→ Textabschnitt:
»»

Staatsvertrag rechtsstaatlich fragwürdig

Jürgen Herold, Berlin

 

Am 18. Mai 1990 ist der Vertrag zwischen der DDR und der BRD über eine Währungs- und Wirtschaftsunion in Kraft getreten. Nach Wikipedia führte die DDR die DM anstelle der DDR-Mark ein und schaffte damit die Voraussetzungen für eine soziale Marktwirtschaft und die Übernahme der bundesdeutschen Sozialversicherung, Sozialhilfe und Arbeits­rechtsordnung in der DDR: Das staatliche Außenhandelsmonopol der DDR wird beseitigt und das bundesdeutsche Steuer- und Zollrecht installiert. Die Anstalt zur treuhänderischen Verwaltung des Volkseigentums (Treuhandanstalt) soll die volkseigenen Betriebe, die bis­her Abgaben an den Staat abzuführen hatten, sanieren, privatisieren oder stilllegen und die volkseigenen Güter und Wälder übernehmen. Mit dem Staatsvertrag tritt zwischen der DDR und der Europäischen Gemeinschaft zugleich eine Zollunion in Kraft.

««

Eine Folge von Datensätzen

»»

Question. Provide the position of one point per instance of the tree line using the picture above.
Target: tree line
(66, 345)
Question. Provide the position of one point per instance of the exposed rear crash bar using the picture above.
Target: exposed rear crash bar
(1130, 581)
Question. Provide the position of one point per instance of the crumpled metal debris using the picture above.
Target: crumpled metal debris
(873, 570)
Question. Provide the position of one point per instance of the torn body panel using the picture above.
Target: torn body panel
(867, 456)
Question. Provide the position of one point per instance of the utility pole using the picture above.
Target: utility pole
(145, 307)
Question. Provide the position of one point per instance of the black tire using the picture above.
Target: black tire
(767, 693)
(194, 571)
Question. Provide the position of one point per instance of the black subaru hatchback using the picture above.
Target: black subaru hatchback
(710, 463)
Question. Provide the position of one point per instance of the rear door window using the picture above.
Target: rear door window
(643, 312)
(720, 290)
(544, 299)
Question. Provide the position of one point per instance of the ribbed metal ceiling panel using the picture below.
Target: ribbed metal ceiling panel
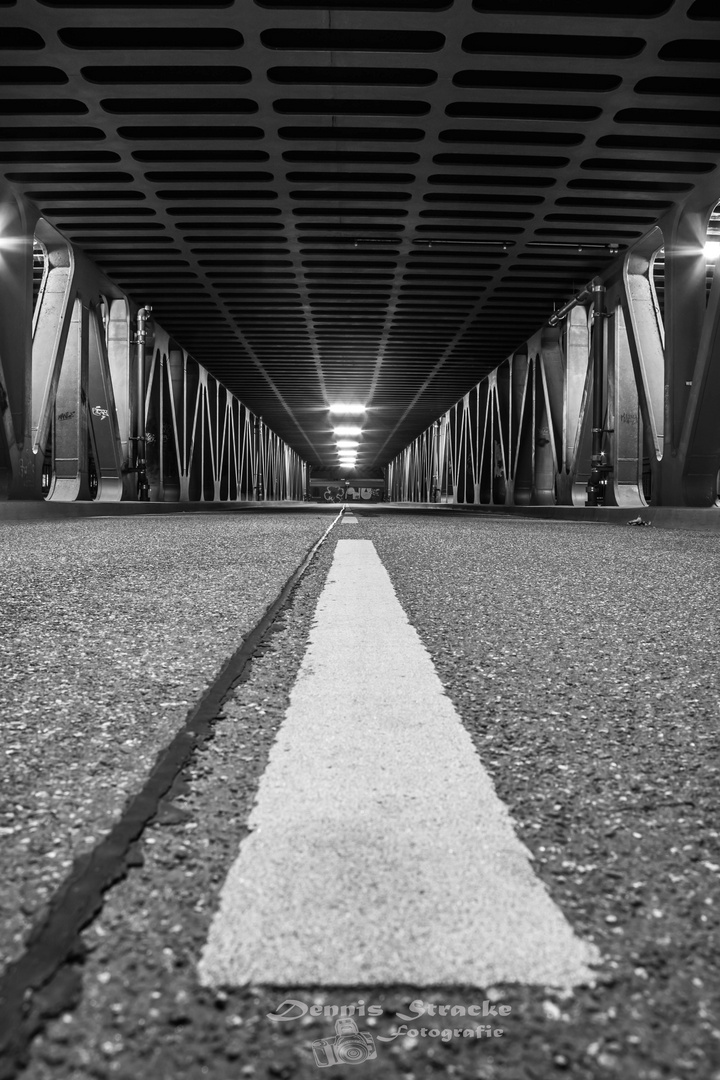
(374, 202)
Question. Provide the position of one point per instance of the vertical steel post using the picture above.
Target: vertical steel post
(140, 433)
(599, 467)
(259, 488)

««

→ Aufgabenstellung:
- 1) Geben Sie aus dem Text zum Staatsvertrag die Passage von "Jürgen Herold, Berlin" bis "Zollunion in Kraft." wortgetreu aus.
- 2) Nennen Sie alle bundesdeutschen Regelungsbereiche, deren Übernahme in der DDR laut dem Text zum Staatsvertrag durch die Einführung der DM vorbereitet wurde.
Stützen Sie sich ausschließlich auf den Text zum Staatsvertrag.

→ Lösungen:
- 1)
Jürgen Herold, Berlin

 

Am 18. Mai 1990 ist der Vertrag zwischen der DDR und der BRD über eine Währungs- und Wirtschaftsunion in Kraft getreten. Nach Wikipedia führte die DDR die DM anstelle der DDR-Mark ein und schaffte damit die Voraussetzungen für eine soziale Marktwirtschaft und die Übernahme der bundesdeutschen Sozialversicherung, Sozialhilfe und Arbeits­rechtsordnung in der DDR: Das staatliche Außenhandelsmonopol der DDR wird beseitigt und das bundesdeutsche Steuer- und Zollrecht installiert. Die Anstalt zur treuhänderischen Verwaltung des Volkseigentums (Treuhandanstalt) soll die volkseigenen Betriebe, die bis­her Abgaben an den Staat abzuführen hatten, sanieren, privatisieren oder stilllegen und die volkseigenen Güter und Wälder übernehmen. Mit dem Staatsvertrag tritt zwischen der DDR und der Europäischen Gemeinschaft zugleich eine Zollunion in Kraft.

- 2) Sozialversicherung, Sozialhilfe, Arbeitsrechtsordnung